JOB 1
Scale the pin coordinates in the answers of the listing below by 1.05, rounding each to a whole number with halves going up. Write out again only the part of the listing that opens with its first line and closes with the line containing "[(408, 545)]", requests included and with their sample outputs left unchanged.

··· TEXT EXTRACT

So they are trying to answer a simple question: Do you WANT to create one of the leading companies in the industry?

Focusing on the future and on the upside shows your will to power. It allows investors to gain a sense of that signal. If you’re focused too early on profitability, rather than growth, or retaining your piece of the pie, as opposed to growing the pie as large as possible, that’s an important signal. The point of this isn’t to mislead investors into thinking that you’re trying to do something that you’re not, but rather, if you are shooting for something big, you have to really express that in the clearest way possible.

The perspective is often directly reflected (and not) in the slide decks I review at a16z. Does the product slide describe the features of what the app has today, or does it talk about the product roadmap of what’s going to be built in the future? Do they user projections or financial forecasts simply show the last year’s performance, or does it tell a story about how the business is about to inflect? Oftentimes when founders are too conservative about their story it’s hard for investors to understand what they’re trying to do in the long run. Instead, I love it when founders tell the big story. Of course I’m going to discount it and round down, and assume that many features are never shipped. But I love to see it.

2. Employees
Second, let’s talk about employees. typically when you’re hiring your first few employees, you might be able to give out a few percentage points each, particularly for key people (like engineers or designers). but within a few hires, you end up needing to convince people to work for below pay, and for a fraction of a percent of the company. Why would they do this? Why would they work for you instead of either starting their own company or getting a cushy gig somewhere else where they might be paid much more?

The asymmetric advantage of startups compared to many other opportunities, is that they are adventurous and fun. The startup might fail, but the work is generally a lot more interesting than what you can do elsewhere. The responsibility and scope that a junior employee might have might go way beyond what makes sense at any other company.

And of course financially there is upside. For founders to convince high-quality employees to join their outfit, it’s often important to lean into a sense of adventure. What’s more adventurous than tackling a big huge goal, that might not work, but if it works, it’s going to be amazing? For founders to communicate the sense of adventure, they need to be able to weave a narrative. Maybe it’s us versus them, or David and Goliath. Perhaps it’s exploring the unknown, and going to the frontier when no one else is there. If you can’t tell the stories, how can you expect people to follow you? Thus I find it important to tell the futuristic narrative that’s ambitious, full of surprises and upside, and has a possibility of failure too. It makes the work meaningful and makes the potential economic upside worth something.

······

JOB 2
Restate word for word the part of the startup passage above that opens with the words containing "The perspective is" and closes with "love to see it.".

··· DATA SECTION

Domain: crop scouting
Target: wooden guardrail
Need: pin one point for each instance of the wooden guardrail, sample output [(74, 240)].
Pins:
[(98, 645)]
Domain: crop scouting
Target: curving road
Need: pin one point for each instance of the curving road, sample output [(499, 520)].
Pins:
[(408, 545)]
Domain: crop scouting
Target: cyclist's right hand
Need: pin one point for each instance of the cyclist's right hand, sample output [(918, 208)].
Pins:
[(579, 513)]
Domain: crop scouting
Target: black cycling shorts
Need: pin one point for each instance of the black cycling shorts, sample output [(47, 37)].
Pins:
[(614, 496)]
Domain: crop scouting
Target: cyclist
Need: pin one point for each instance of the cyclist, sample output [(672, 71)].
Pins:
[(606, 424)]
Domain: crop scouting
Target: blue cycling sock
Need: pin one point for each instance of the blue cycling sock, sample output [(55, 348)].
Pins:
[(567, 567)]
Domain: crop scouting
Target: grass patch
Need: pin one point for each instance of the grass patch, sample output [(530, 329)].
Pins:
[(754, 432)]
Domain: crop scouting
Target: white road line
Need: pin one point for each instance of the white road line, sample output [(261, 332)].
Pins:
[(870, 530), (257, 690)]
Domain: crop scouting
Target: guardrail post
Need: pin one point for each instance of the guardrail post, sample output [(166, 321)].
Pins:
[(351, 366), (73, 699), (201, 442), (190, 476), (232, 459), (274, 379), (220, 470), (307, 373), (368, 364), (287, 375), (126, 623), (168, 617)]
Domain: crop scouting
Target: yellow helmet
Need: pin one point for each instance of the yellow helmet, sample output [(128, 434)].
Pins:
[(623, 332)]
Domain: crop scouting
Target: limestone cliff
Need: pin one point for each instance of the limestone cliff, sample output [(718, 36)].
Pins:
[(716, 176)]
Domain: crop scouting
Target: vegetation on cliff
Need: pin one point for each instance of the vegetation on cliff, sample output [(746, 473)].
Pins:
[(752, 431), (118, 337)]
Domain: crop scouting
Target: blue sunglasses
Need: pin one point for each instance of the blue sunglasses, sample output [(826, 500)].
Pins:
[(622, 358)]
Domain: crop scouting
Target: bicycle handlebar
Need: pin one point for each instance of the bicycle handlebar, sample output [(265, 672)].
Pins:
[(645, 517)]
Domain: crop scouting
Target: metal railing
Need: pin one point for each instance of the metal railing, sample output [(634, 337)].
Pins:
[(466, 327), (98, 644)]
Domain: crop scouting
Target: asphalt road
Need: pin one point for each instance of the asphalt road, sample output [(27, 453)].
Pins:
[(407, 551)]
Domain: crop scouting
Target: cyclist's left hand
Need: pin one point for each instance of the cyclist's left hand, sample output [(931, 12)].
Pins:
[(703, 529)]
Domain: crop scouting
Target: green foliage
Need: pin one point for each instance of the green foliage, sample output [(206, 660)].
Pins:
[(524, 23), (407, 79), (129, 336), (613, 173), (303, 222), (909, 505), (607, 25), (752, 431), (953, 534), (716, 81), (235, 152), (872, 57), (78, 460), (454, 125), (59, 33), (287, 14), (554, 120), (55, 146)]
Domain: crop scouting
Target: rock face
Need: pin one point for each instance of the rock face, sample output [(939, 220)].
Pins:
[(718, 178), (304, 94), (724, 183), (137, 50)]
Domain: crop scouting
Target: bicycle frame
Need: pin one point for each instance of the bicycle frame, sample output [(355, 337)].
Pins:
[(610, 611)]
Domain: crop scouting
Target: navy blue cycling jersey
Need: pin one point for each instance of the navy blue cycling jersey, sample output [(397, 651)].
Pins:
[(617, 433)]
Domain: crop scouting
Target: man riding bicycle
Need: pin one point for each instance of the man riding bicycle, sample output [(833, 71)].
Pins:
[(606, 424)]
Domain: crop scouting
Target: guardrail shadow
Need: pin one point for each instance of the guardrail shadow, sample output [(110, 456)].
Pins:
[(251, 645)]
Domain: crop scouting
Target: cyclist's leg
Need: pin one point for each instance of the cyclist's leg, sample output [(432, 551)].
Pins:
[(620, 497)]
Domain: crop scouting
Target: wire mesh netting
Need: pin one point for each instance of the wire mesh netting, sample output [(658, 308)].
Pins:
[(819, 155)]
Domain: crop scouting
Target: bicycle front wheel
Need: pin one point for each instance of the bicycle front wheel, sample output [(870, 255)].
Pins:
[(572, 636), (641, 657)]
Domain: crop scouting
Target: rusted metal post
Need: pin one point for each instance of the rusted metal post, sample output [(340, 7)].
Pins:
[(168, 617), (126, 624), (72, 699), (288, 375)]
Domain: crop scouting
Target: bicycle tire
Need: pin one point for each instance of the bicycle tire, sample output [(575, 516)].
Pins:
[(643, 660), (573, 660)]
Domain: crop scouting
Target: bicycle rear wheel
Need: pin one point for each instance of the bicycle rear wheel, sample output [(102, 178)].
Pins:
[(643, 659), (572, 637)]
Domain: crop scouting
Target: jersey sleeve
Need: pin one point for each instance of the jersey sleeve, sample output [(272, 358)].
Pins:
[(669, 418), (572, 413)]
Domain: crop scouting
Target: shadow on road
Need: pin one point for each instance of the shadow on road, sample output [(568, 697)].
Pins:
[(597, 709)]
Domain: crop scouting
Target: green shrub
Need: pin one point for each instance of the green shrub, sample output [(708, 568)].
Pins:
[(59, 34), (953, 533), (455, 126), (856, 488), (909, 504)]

······

RESPONSE 1
Domain: crop scouting
Target: wooden guardrail
Need: pin one point for each instance of the wooden guardrail, sample output [(74, 240)].
Pins:
[(103, 677)]
Domain: crop scouting
Target: curving road
Need: pin one point for each instance of the curving road, sample output [(499, 520)].
Pins:
[(428, 572)]

RESPONSE 2
The perspective is often directly reflected (and not) in the slide decks I review at a16z. Does the product slide describe the features of what the app has today, or does it talk about the product roadmap of what’s going to be built in the future? Do they user projections or financial forecasts simply show the last year’s performance, or does it tell a story about how the business is about to inflect? Oftentimes when founders are too conservative about their story it’s hard for investors to understand what they’re trying to do in the long run. Instead, I love it when founders tell the big story. Of course I’m going to discount it and round down, and assume that many features are never shipped. But I love to see it.